**What the task requires:**
How many lines in the rows below contain "bridge"? Tally them case-sensitively and give only the number.

**Listed entries:**

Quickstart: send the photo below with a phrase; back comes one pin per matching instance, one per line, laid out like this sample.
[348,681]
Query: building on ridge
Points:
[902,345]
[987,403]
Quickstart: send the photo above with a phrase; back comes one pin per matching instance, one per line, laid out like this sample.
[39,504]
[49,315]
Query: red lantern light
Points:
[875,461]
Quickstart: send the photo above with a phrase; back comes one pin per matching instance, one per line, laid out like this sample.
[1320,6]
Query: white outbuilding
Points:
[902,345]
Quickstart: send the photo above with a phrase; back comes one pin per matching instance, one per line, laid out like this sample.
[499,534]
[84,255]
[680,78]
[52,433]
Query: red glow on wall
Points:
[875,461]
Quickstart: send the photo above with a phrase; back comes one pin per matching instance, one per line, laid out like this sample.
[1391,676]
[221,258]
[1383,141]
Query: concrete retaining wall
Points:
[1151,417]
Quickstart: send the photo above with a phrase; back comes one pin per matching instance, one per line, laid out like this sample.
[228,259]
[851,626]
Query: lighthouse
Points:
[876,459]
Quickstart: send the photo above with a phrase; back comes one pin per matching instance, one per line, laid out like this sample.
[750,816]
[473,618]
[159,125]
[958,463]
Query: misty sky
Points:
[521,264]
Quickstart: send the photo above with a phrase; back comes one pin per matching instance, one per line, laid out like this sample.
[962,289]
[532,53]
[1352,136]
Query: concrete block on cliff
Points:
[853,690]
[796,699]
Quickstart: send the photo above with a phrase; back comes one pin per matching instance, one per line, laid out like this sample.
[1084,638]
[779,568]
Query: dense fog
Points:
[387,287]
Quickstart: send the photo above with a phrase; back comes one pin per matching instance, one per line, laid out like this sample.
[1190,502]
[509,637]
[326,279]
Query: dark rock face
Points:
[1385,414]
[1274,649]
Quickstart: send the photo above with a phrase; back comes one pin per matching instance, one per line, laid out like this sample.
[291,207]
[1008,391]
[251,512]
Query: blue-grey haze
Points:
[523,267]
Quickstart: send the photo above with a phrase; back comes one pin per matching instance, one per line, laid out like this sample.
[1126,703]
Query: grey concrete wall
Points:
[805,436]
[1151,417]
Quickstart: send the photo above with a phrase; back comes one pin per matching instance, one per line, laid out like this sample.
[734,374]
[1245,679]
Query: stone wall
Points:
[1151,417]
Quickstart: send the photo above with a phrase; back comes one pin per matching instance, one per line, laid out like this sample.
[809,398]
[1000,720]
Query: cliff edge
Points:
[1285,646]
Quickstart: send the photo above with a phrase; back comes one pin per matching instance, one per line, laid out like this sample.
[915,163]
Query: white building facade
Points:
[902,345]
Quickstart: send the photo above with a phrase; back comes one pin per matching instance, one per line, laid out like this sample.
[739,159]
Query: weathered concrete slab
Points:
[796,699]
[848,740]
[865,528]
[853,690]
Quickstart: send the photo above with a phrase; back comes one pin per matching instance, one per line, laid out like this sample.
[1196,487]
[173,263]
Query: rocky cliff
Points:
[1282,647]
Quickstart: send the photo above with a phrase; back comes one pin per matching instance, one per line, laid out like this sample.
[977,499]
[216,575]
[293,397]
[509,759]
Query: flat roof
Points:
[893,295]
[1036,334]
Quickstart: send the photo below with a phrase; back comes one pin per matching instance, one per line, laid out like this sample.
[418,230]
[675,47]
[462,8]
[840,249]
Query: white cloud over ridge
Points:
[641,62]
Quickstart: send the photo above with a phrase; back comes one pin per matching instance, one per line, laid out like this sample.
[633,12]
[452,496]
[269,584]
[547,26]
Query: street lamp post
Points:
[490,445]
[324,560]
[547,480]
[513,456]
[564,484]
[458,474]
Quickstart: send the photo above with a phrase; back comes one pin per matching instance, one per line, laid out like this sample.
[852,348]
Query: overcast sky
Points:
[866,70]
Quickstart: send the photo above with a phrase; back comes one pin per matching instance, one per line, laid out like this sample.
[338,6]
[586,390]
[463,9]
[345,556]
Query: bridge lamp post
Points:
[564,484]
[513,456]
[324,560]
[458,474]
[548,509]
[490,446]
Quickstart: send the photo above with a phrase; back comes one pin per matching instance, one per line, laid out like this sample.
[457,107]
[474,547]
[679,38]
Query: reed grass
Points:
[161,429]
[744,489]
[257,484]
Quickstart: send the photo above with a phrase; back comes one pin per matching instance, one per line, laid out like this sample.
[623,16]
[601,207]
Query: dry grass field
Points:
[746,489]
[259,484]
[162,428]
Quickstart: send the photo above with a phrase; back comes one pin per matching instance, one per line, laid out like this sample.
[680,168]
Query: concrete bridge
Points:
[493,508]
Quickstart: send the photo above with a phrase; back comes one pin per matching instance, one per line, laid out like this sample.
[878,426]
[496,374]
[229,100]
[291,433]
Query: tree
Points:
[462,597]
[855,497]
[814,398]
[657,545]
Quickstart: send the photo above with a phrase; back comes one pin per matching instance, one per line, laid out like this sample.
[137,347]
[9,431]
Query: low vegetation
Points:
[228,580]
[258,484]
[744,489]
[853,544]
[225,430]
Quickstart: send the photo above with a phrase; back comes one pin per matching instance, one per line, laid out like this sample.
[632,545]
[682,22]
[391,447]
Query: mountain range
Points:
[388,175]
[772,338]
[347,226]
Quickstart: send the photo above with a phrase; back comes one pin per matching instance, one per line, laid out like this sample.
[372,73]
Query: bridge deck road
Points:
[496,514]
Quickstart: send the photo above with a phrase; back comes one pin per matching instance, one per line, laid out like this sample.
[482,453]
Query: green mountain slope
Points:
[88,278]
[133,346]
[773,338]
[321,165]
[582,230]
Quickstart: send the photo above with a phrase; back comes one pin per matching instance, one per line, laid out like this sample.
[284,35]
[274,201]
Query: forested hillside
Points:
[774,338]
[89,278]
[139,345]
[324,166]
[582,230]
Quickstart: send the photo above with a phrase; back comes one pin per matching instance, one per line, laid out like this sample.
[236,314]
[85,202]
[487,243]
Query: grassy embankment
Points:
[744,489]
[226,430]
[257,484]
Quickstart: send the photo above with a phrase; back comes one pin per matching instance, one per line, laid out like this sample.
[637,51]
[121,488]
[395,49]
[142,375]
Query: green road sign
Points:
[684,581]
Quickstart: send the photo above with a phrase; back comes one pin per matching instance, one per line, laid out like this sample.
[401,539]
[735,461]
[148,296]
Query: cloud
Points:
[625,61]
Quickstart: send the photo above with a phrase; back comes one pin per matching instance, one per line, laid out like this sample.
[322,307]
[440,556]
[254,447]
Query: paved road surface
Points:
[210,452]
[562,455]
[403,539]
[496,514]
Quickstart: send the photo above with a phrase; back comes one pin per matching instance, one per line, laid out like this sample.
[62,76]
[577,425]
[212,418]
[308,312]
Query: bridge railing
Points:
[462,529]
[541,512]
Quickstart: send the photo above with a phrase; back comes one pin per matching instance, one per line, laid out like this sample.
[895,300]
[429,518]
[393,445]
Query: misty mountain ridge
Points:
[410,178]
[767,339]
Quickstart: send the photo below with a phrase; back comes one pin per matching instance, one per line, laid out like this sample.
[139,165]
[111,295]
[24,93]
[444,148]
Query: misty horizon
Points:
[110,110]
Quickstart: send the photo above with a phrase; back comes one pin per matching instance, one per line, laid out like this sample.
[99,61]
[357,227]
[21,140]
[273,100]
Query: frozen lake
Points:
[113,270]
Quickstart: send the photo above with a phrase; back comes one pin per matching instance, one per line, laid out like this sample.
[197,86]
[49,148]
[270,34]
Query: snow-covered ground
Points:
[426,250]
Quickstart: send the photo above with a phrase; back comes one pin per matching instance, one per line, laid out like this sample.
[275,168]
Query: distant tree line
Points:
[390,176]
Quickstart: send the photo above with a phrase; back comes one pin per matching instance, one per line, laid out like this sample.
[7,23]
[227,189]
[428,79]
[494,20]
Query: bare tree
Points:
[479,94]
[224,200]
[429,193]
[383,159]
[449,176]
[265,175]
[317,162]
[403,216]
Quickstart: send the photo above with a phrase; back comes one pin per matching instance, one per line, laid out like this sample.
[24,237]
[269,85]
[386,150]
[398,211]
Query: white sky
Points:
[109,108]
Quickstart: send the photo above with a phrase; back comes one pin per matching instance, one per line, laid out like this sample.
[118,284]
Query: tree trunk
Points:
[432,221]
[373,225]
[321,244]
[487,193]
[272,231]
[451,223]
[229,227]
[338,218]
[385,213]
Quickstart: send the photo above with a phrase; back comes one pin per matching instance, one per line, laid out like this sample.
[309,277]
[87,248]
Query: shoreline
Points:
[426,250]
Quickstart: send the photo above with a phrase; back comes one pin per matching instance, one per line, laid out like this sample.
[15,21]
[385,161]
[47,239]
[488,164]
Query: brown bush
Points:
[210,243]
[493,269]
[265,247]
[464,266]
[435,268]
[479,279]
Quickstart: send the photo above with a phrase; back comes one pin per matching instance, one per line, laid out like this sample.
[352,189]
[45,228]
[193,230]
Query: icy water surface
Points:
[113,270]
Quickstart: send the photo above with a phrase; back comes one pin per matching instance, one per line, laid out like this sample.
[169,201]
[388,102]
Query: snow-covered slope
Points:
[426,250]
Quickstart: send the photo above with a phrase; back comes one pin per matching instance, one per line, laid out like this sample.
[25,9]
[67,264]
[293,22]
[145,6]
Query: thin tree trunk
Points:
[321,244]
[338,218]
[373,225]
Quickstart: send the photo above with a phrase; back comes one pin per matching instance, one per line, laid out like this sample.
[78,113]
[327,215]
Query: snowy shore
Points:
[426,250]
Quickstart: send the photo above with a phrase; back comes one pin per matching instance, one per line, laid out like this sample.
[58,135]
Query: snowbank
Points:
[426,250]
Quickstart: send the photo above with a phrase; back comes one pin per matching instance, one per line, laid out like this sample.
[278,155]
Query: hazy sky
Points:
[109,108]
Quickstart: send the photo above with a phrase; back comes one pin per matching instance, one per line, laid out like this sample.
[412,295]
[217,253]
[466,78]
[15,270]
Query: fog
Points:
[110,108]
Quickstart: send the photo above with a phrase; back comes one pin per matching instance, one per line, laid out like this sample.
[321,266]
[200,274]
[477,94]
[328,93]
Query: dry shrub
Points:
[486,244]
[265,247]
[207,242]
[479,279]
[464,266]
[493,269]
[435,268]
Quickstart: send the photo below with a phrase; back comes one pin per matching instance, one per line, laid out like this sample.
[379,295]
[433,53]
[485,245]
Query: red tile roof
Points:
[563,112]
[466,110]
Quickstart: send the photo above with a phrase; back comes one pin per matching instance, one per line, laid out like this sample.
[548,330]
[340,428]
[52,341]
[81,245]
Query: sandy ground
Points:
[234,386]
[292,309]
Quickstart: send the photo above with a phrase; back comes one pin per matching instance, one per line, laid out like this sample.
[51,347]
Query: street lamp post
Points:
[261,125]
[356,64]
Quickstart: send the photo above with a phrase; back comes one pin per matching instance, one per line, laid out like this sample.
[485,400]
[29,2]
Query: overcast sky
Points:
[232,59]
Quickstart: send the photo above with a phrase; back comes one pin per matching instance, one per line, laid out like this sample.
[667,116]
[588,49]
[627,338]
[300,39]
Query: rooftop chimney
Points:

**Task response:**
4